One of Jordan’s other strengths is his ability to progress his characters realistically. (I’m not sure that the characters themselves are a strength, though many of them are truly great characters.) Jordan can make me hate a character he means me to hate like nobody else I’ve ever read. He can also make me feel scared or worried for characters that are not even real.

Nynaeve gets her Crowning Moment of Awesome about two thirds of the way through this book when she does something that will change the world forever – in a big way. Rand and Min get the second believable relationship in the books so far – Rand and Aviendha being the first. Elayne makes me think Mat is incompetent and Mat makes me think Elayne is full of herself – an example of the unreliable narrator that Jordan is the master of. I know people like Faile exist because I’ve known a fair number of them but I can’t figure out why Perrin would want to marry somebody like that. Egwene proves to be the most adaptable person ever and attains something that was both surprising but inevitable as it has been hinted and foreshadowed for six books now.

That brings me to another of Jordan’s greatest skills that also happens to be one of his greatest downfalls. That is his patience in storytelling. Robert Jordan is meticulously patient. This pays off in so many poignant ways that are made more powerful by the amount of simmer that’s been applied to them, letting the flavors seep in. His patience makes those moments that have been foreshadowed and prophesied and hinted at and built up to for volumes almost gaspingly intense. On the other hand his patience also made him turn a trilogy into a fourteen book series.

It is his patience that creates, in this book a climax that, while nearly a hundred pages long, is the most intense of any book I have ever read. Every time I read it I am drug through a range of emotions from intense anger and sadness to horror and justice. It’s an avalanche with the weight of six thousand pages behind it. Events and thoughts and misunderstandings and plots of hundreds of characters converge into a cascade of nail-biting tension that will leave you breathless, and just might break your heart. This kind of buildup is outside the scope of nearly every other author’s skill set.

- Information provided
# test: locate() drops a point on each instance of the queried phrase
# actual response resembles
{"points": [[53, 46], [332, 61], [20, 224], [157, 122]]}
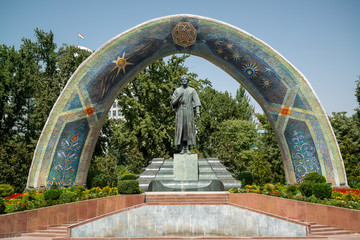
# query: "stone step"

- What to work on
(a) According to the book review, what did Jordan's patience make him turn a trilogy into?
(b) Extend the book review of Jordan's novel by writing what comes next after its final sentence.
The data has no connection to the book review.

- Responses by task
(a) A fourteen book series.

(b)
Unfortunately that patience also seems to be the reason that so many fans become disillusioned. As the series progresses and the cast of characters grows into unmanageable proportions the vast and powerful climaxes become less and less frequent. Everybody seems to have a breaking point in the series where they just can’t continue.

Jordan gets compared to Tolkien a lot – as does every other fantasy author, it’s inevitable, though also ludicrously stupid to do so – which isn’t really fair. They’re completely different things. Jordan did take a page from Tolkien’s modus operandii, however. He wove myths and legends into his story in order to make them resonate with his readers. The difference is that Jordan decided to use every myth and legend that he could find. Arthurian legend, Norse mythology, Greek, Roman and Mesopotamian as well as multiple Asian influences from across China, Japan and India all make an appearance and are tied in so subtly that they just sound like history or background or character.

In my opinion The Lord of Chaos is the crown on the peak of a series that started out very high to begin with. Even if you don’t read any farther in the series getting this far is worth the journey. As the Buddhists say “the journey is the reward.” If memory serves it’s all downhill from here.